**** Selected extract ****
= Capablanca Memorial =

Chess tournament

The Capablanca Memorial is a chess tournament that has been held annually in Cuba since 1962 in honor of José Raúl Capablanca y Graupera. At the time, it was the best paid tournament in the world. Since 1974 B and C tournaments have been held.

==1962 tournament==
The first José Raúl Capablanca Memorial was held from 29 April to 30 May 1962 in the Habana Libre hotel in Havana, Cuba. Miguel Najdorf was first in a field of 22 players, followed by Lev Polugaevsky and Boris Spassky, Svetozar Gligorić and Vasily Smyslov, Borislav Ivkov, etc.

==1965 tournament==
The fourth tournament held in 1965 was marked by an unusual circumstance. U.S. Champion Bobby Fischer had been invited to play and was offered a $3000 appearance fee, but the United States Department of State would not allow him to travel to Cuba due to tensions in Cuba–United States relations. American Grandmaster Larry Evans had been permitted to play in the tournament the year before, as he was also acting as a journalist. The U.S. Department of State often allowed newsmen and journalists to travel to off-limits countries, but it would not budge on Fischer even though he had made arrangements to write about the event for the Saturday Review. Fischer instead played his games by telex from the Marshall Chess Club in New York City. Capablanca's son Dr. José Raúl Capablanca Jr relayed the moves in Havana. When Fischer's participation seemed assured, Cuban President Fidel Castro called it a "great propaganda victory for Cuba", making headlines. When Fischer heard of this, he cabled Castro threatening to withdraw unless Castro stopped making political statements about Fischer's participation. A cabled reply from Castro eased Fischer's concern and he joined the field of twenty-two players, with thirteen Grandmasters and seven International Masters. Play by teletype added to the strain of the tournament. Although the English magazine CHESS thought that this was an advantage for Fischer who became accustomed to this manner of play (each of his opponents experienced it only once), others considered it a handicap for Fischer who endured the extra labor in every game. Former World Champion Vasily Smyslov (USSR) won the tournament with 15½ points of 21. Borislav Ivkov (Yugoslavia), Efim Geller (USSR), and Fischer shared second through fourth, a half point behind. Although Fischer did not win, his performance was widely considered a success given the playing conditions and the fact that Fischer was playing his first international tournament in three years.
**** Data entries ****
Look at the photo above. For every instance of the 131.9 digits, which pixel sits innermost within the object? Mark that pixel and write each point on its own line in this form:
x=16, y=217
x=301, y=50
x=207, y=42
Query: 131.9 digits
****
● Brief
Please write out everything in the Capablanca Memorial text above, from "The Capablanca Memorial" down to "have been held.", word for word.

● Solution below
The Capablanca Memorial is a chess tournament that has been held annually in Cuba since 1962 in honor of José Raúl Capablanca y Graupera. At the time, it was the best paid tournament in the world. Since 1974 B and C tournaments have been held.